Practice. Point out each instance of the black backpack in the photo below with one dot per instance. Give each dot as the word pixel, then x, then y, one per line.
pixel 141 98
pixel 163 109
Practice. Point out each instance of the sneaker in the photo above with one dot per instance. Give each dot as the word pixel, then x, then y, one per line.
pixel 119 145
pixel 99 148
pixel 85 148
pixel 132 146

────────────────────────────────────────

▶ **EXERCISE DESCRIPTION**
Rewrite all of the material above, switching each "dot" to "point" and changing nothing else.

▶ **FINAL RESULT**
Practice. Point out each instance of the black backpack in the photo below with one point per instance. Give each point as the word pixel, then x, then y, one per line.
pixel 141 98
pixel 163 109
Practice. Point out each instance of the sneaker in the photo above with one point per instance. Give each point as the word pixel, then x, then y, one per line.
pixel 119 145
pixel 99 148
pixel 85 148
pixel 132 146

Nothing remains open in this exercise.